Task brief —
Revise the data below by replacing every occurrence of "innermost point" with "central point", leaving all other text unchanged.

[Source records]

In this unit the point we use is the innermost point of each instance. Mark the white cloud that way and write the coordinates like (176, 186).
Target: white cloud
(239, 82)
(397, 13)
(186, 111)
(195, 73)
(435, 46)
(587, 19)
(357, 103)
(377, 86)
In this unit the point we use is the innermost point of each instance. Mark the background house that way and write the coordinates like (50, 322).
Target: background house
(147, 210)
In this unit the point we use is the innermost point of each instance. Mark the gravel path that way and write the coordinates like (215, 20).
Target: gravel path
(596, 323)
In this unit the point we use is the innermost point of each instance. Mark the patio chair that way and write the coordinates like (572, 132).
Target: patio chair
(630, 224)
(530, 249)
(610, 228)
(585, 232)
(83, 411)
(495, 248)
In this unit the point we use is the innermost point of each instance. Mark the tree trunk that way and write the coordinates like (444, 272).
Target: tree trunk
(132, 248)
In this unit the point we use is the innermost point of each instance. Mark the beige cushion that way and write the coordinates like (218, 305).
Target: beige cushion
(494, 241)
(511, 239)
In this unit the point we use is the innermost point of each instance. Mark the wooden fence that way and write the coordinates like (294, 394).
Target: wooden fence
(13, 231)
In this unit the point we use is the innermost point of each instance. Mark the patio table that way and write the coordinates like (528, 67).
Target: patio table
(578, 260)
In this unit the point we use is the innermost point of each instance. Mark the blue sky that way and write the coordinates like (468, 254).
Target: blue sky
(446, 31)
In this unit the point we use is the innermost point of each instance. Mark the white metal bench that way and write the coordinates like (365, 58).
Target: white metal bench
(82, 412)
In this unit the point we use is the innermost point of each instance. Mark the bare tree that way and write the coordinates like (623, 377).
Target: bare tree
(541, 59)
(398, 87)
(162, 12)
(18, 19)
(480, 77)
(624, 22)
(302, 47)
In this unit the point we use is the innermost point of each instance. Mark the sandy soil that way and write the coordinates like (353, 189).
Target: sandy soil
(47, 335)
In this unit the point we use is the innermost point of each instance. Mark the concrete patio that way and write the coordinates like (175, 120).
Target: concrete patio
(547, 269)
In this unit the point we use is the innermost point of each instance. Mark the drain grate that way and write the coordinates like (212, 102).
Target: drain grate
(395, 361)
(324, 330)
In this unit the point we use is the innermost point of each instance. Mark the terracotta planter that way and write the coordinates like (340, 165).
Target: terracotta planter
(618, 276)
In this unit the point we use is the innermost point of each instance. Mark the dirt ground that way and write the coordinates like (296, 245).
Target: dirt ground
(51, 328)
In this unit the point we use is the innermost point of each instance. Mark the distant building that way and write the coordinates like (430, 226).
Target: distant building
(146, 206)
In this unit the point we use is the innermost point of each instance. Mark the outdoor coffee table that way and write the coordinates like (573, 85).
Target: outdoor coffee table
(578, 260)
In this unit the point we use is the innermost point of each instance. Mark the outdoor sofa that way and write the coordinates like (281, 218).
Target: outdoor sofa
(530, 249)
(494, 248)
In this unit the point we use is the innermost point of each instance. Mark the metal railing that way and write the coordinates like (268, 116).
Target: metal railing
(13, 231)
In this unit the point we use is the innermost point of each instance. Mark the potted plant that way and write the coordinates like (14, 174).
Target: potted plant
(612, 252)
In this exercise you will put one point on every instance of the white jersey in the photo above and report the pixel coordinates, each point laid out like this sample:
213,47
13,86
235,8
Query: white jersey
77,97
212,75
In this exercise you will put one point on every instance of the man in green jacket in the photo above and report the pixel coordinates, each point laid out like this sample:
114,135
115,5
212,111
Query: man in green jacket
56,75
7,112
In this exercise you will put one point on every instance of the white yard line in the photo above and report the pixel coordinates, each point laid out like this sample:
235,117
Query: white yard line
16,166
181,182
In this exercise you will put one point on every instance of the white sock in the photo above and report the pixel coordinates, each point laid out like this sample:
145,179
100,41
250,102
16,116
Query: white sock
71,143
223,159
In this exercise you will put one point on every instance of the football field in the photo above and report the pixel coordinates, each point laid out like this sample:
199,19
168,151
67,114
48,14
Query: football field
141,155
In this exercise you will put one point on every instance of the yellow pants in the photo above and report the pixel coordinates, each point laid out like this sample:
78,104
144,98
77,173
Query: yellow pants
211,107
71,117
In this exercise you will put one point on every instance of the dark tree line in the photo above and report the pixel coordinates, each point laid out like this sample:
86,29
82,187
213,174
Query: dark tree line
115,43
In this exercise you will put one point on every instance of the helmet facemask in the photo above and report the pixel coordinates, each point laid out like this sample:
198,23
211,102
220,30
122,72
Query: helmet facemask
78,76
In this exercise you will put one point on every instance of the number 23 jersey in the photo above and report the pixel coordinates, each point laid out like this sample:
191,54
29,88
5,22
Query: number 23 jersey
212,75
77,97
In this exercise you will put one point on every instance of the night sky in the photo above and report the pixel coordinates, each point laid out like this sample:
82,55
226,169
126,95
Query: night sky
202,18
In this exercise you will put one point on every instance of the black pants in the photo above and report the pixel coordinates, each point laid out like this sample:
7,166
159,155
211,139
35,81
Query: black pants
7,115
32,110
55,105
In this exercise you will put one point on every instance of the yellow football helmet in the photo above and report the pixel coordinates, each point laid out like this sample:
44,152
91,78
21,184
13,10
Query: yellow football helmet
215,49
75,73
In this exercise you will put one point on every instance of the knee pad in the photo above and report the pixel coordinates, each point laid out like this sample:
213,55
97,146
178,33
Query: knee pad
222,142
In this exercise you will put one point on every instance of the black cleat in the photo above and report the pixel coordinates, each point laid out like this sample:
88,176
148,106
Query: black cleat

Result —
In this unit the point we use is the central point of each instance. Mark the white cloud that way and write the coordinates like (176, 186).
Target: white cloud
(239, 82)
(397, 13)
(186, 111)
(195, 73)
(435, 46)
(587, 19)
(357, 103)
(377, 86)
In this unit the point we use is the central point of each instance. Mark the background house that way and write the coordinates like (50, 322).
Target: background house
(147, 210)
In this unit the point we use is the central point of each instance. Mark the gravel path that way and write the coordinates like (215, 20).
Target: gravel path
(596, 323)
In this unit the point we use is the central point of each instance. Mark the patio chair that way and write the coordinates like (572, 132).
Target: patio chair
(630, 224)
(530, 249)
(610, 228)
(585, 232)
(83, 411)
(495, 248)
In this unit the point we use is the central point of each instance. Mark the tree trunk that way and write the coordinates like (444, 272).
Target: tree trunk
(132, 248)
In this unit the point we use is the central point of each instance. Mark the beige cushion that way and write the coordinates like (218, 305).
Target: beige cushion
(494, 241)
(511, 239)
In this unit the point we use is the central point of each instance. Mark the wooden fence that way and write the coordinates like (294, 394).
Target: wooden fence
(13, 231)
In this unit the point we use is the central point of each instance. Mark the patio table that way and write the coordinates like (528, 67).
Target: patio table
(578, 260)
In this unit the point we use is the central point of each instance. Mark the blue sky that way and write the coordinates like (468, 254).
Target: blue sky
(446, 31)
In this unit the point we use is the central point of each instance. Mark the white metal bench that way and write the coordinates like (365, 58).
Target: white metal bench
(82, 412)
In this unit the point we use is the central point of each instance. Mark the bare tree that way and write the coordinates like (623, 377).
Target: bare tree
(541, 59)
(398, 87)
(162, 12)
(18, 19)
(480, 77)
(624, 22)
(302, 47)
In this unit the point we use is the central point of each instance. Mark the sandy soil that way and write the coordinates like (353, 189).
Target: sandy soil
(47, 335)
In this unit the point we use is the central point of each instance. Mark the concrete patio that way and write the coordinates like (175, 120).
Target: concrete patio
(547, 269)
In this unit the point we use is the central point of each instance. Mark the drain grate that way and write the coordinates like (212, 102).
Target: drain grate
(395, 361)
(324, 330)
In this unit the point we use is the central point of each instance. Mark the terracotta planter that way and write the coordinates like (340, 165).
Target: terracotta planter
(618, 276)
In this unit the point we use is the central point of each instance. Mark the dirt ground that way and write the coordinates like (296, 245).
Target: dirt ground
(51, 328)
In this unit the point we use is the central point of each instance. Mark the distant building that way and write the coordinates like (430, 226).
Target: distant building
(146, 206)
In this unit the point we use is the central point of each instance. Mark the outdoor coffee table that way and write the coordinates like (573, 85).
Target: outdoor coffee table
(578, 260)
In this unit the point we use is the central point of each instance. Mark the outdoor sofa that way and write the coordinates like (281, 218).
Target: outdoor sofa
(530, 249)
(494, 248)
In this unit the point we use is the central point of each instance. Mark the metal railing that way and write the coordinates like (268, 116).
Target: metal railing
(13, 231)
In this unit the point we use is the central point of each instance. Mark the potted plant that way and write the coordinates like (14, 174).
Target: potted plant
(612, 252)
In this exercise you will put one point on every instance of the white jersey in the photo above and report the pixel coordinates, each point laid out like this sample:
213,47
13,86
235,8
Query: white jersey
77,97
212,75
In this exercise you will put one point on every instance of the man in green jacket in the photo above and report the pixel coordinates, each point laid out like this sample:
114,135
115,5
212,111
Query: man in green jacket
56,75
7,112
In this exercise you will put one point on every instance of the white yard line in the photo above and report the pixel coordinates, each point laid out like this sample:
235,117
Query: white yard line
16,166
181,182
In this exercise you will put one point on every instance of the white sock in the photo above and report the pixel coordinates, each point laid out like this sample:
145,179
100,41
250,102
16,116
Query: white sock
71,143
223,159
In this exercise you will put one point on every instance of the football field in the photo above and report the pixel coordinates, each point laid out like this sample:
199,19
168,151
67,114
48,14
Query: football field
141,155
In this exercise you will put one point on every instance of the yellow pants in the photo above and report the pixel coordinates, each point laid out like this sample:
78,104
144,98
77,173
Query: yellow pants
211,107
71,117
In this exercise you will put one point on every instance of the dark tree line in the photo above and report the pixel coordinates, each point laid out like this sample:
86,29
82,187
213,174
Query: dark tree line
115,43
In this exercise you will put one point on every instance of the helmet facemask in the photo above and report the pixel coordinates, each point laid out like this sample:
198,23
211,102
220,30
122,72
Query: helmet facemask
78,76
In this exercise you will put one point on every instance of the number 23 jersey in the photo above and report the pixel coordinates, each point laid out like this sample:
191,54
29,88
5,22
Query: number 23 jersey
212,75
77,97
In this exercise you will put one point on every instance of the night sky in the photo above and report the pixel coordinates, each point laid out like this sample:
82,55
226,169
126,95
Query: night sky
202,18
In this exercise you will put one point on every instance of the black pants in the photo above and report the pixel coordinates, each point laid out like this sample:
7,166
159,155
211,139
35,81
Query: black pants
7,115
32,110
55,105
In this exercise you will put one point on every instance of the yellow football helmet in the photo above and report the pixel coordinates, each point laid out like this sample:
44,152
91,78
21,184
13,10
Query: yellow football helmet
215,49
75,73
In this exercise you will put one point on every instance of the knee pad in the photo above and report the pixel coordinates, each point laid out like this sample:
213,55
97,146
178,33
Query: knee pad
222,142
In this exercise you will put one point on every instance of the black cleat in the photo above and report the pixel coordinates, each point laid out like this sample:
88,176
148,106
Query: black cleat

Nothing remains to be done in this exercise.